§ SET TASK
Write out everything in the data from the line containing "Accessibility service: describe the location of short" down to the line containing "258,231 -> 725,438", including both of those lines, without changing a single character.

*** PROVIDED RECORDS ***

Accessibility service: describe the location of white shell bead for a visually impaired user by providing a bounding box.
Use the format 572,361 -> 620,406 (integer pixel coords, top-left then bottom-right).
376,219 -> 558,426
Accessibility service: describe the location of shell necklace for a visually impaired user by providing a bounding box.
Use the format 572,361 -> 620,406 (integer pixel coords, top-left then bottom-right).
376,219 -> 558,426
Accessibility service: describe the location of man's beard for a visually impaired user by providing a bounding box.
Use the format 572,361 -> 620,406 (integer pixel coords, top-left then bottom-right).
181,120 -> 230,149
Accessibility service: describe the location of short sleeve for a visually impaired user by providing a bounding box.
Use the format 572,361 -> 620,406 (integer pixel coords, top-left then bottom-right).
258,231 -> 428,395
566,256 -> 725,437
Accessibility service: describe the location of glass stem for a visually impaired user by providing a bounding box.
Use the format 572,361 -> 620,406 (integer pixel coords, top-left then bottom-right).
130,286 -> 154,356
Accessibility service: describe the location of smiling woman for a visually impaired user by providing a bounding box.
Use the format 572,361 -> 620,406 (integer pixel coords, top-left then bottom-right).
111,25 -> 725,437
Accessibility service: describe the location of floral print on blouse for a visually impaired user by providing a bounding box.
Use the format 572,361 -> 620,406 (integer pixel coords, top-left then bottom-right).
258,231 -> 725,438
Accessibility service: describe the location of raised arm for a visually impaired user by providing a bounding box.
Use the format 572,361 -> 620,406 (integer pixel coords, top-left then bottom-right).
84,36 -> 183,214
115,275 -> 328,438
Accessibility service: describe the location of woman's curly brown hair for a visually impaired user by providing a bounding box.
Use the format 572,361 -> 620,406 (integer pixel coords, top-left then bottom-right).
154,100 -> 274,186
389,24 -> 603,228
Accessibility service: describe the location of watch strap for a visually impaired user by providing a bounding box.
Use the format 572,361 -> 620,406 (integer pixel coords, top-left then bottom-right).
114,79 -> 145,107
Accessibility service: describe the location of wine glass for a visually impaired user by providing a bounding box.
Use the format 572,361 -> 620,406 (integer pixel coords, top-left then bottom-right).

***

§ WRITTEN ANSWER
Accessibility service: describe the location of short sleeve for a visually impaired user by providing a bounding box.
Use the format 572,361 -> 620,406 (integer pixel coords, top-left then bottom-right).
258,231 -> 428,395
566,256 -> 725,437
Accessibility service: describe the location of glass stem for a visually impaired user by providing a bounding box.
Use the format 572,361 -> 620,406 (integer pixel coords, top-left then bottom-right).
130,286 -> 154,356
Accessibility service: describe the location of smiling woman for a visually impaired user by providing a bounding box.
Use the format 572,361 -> 620,406 (integer pixel coords, top-left then bottom-right).
111,25 -> 725,437
Accessibility service: describe the location of floral print on blouse for a visually impaired user by providing a bounding box.
Use the format 572,361 -> 620,406 (integer pixel coords, top-left then bottom-right).
258,231 -> 725,438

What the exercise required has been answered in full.